**WHAT IS REQUIRED**: Find the lines holding the string "below" in the data, then copy all of them.
[MATERIAL FOR THE TASK]
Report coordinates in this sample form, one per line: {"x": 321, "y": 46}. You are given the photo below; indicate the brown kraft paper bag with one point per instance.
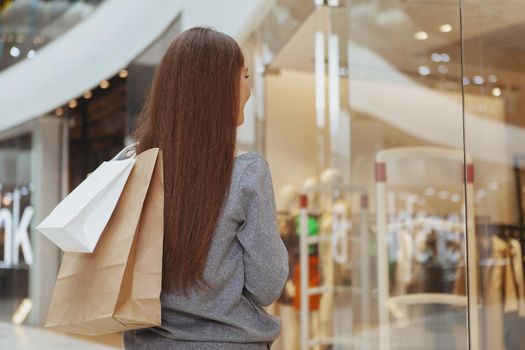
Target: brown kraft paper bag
{"x": 118, "y": 286}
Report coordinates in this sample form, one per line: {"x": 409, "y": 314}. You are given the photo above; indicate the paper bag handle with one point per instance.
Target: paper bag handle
{"x": 127, "y": 152}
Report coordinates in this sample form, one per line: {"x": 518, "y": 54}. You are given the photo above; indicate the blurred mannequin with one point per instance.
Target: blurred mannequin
{"x": 335, "y": 209}
{"x": 288, "y": 209}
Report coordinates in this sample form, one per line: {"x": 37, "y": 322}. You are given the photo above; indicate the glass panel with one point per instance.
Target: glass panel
{"x": 28, "y": 25}
{"x": 494, "y": 53}
{"x": 15, "y": 199}
{"x": 403, "y": 97}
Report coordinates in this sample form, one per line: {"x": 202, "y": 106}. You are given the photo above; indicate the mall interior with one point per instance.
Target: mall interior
{"x": 401, "y": 121}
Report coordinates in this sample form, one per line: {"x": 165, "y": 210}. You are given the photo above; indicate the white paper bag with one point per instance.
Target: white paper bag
{"x": 76, "y": 223}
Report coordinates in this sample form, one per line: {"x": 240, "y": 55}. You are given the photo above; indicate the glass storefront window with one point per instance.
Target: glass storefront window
{"x": 15, "y": 210}
{"x": 495, "y": 137}
{"x": 407, "y": 143}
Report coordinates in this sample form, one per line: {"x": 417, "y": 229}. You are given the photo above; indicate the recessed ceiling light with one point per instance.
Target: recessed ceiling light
{"x": 478, "y": 80}
{"x": 15, "y": 51}
{"x": 123, "y": 73}
{"x": 445, "y": 28}
{"x": 424, "y": 70}
{"x": 421, "y": 35}
{"x": 430, "y": 191}
{"x": 442, "y": 69}
{"x": 59, "y": 111}
{"x": 443, "y": 194}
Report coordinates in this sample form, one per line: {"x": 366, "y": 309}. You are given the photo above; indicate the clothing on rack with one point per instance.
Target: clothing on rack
{"x": 504, "y": 290}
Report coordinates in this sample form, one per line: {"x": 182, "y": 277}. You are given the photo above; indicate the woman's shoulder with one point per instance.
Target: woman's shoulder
{"x": 249, "y": 156}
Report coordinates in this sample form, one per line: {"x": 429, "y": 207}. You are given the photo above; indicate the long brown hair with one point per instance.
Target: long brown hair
{"x": 191, "y": 115}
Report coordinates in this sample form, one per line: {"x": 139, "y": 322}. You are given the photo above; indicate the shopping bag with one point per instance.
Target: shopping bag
{"x": 76, "y": 223}
{"x": 118, "y": 286}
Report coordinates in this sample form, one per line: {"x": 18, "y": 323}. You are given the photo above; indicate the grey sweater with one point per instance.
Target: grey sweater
{"x": 247, "y": 267}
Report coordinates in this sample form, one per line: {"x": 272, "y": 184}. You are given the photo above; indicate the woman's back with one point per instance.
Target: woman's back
{"x": 246, "y": 268}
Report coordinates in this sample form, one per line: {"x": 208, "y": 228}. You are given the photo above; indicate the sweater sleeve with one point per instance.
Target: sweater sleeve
{"x": 264, "y": 254}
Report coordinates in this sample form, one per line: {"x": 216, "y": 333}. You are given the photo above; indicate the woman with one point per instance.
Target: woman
{"x": 223, "y": 257}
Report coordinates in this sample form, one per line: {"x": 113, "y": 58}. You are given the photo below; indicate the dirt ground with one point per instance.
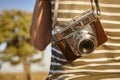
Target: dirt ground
{"x": 22, "y": 76}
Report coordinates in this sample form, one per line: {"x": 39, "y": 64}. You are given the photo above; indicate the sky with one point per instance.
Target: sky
{"x": 26, "y": 5}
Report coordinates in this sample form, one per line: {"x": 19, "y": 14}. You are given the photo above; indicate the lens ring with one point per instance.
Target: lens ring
{"x": 86, "y": 46}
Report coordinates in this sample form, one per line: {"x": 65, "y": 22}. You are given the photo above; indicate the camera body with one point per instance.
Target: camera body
{"x": 80, "y": 36}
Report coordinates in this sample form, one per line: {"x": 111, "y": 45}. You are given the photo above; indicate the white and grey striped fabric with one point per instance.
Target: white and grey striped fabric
{"x": 104, "y": 62}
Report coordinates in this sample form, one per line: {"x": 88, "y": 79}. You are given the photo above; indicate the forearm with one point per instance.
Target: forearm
{"x": 41, "y": 24}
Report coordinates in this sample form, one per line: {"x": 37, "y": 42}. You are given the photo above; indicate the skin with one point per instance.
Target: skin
{"x": 40, "y": 29}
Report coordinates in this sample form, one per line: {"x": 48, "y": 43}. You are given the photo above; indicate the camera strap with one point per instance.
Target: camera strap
{"x": 98, "y": 12}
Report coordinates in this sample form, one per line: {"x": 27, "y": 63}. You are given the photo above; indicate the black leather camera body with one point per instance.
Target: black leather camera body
{"x": 80, "y": 36}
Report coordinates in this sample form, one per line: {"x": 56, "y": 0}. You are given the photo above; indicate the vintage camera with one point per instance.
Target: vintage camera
{"x": 80, "y": 36}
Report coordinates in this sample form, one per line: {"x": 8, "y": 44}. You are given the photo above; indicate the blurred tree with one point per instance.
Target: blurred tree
{"x": 14, "y": 30}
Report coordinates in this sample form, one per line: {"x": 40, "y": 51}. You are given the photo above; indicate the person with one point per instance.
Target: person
{"x": 102, "y": 64}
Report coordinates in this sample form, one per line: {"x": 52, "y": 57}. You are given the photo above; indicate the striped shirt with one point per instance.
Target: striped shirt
{"x": 104, "y": 62}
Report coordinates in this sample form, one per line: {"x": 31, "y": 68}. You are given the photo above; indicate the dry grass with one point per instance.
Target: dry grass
{"x": 22, "y": 76}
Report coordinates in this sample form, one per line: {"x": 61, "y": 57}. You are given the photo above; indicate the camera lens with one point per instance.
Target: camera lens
{"x": 86, "y": 46}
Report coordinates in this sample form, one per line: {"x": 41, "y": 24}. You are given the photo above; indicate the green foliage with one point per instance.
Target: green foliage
{"x": 14, "y": 29}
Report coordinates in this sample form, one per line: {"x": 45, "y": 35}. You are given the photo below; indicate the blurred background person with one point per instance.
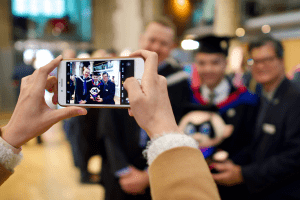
[/MATERIAL FOR THE TASK]
**REPLY TO THE TASK**:
Report coordinates in this sample form, one per line: {"x": 321, "y": 46}. You are given the photo below; indicate the brown kraft paper bag with one point per instance.
Report coordinates in this sample form, one per line: {"x": 113, "y": 58}. You are given the photo below; indicate the dirt ground with one point per instance.
Report coordinates in this sample form, one per line: {"x": 45, "y": 35}. You are given the photo below; indicate the blurred background person with one point per instance.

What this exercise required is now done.